(Quoted passage)
Gardening under Fascism

The story of Lisbeth Behrendt Mayer who studied and practiced biodynamic agriculture in Europe before moving to South America in 1939 is featured in the recently donated Wilhelm and Lisbeth Mayer Collection.
Lisbeth Behrendt was born on May 29, 1916, to Marie Stranz and Samuel Fritz Behrendt in Breslau, Germany, which is now Wroclaw, Poland. In the 1920s, during Lisbeth’s childhood, Breslau had the third largest Jewish community in Germany, although Lisbeth’s parents had converted to Lutheranism before she was born. Abandoning Judaism for the Lutheran Church was a requirement for German Jews hoping to join Germany’s civil service and rise through its ranks – and Fritz Behrendt certainly did rise through Breslau’s bureaucratic ranks when he was appointed to the position of city planning officer. For Lisbeth’s father, who had grown up in a secular Jewish family in Königsberg, joining the Lutheran Church in the early twentieth century was a means of cultural assimilation and professional advancement rather than an expression of religious fervor. Even so, Lisbeth was baptized into the Lutheran Church on November 29, 1917, exactly one year and a half after her birth.

(Exercise brief) Quote the passage about Lisbeth Behrendt Mayer word for word, starting at the words "The story of" and ending after "Lisbeth Mayer Collection.". The data after this point isn't needed.

(Given data)
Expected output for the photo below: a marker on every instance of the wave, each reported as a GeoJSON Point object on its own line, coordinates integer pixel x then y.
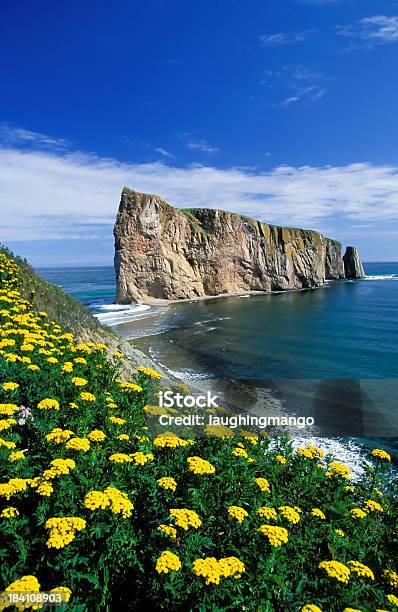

(Task output)
The story of Lisbeth Behrendt Mayer who studied and practiced biodynamic agriculture in Europe before moving to South America in 1939 is featured in the recently donated Wilhelm and Lisbeth Mayer Collection.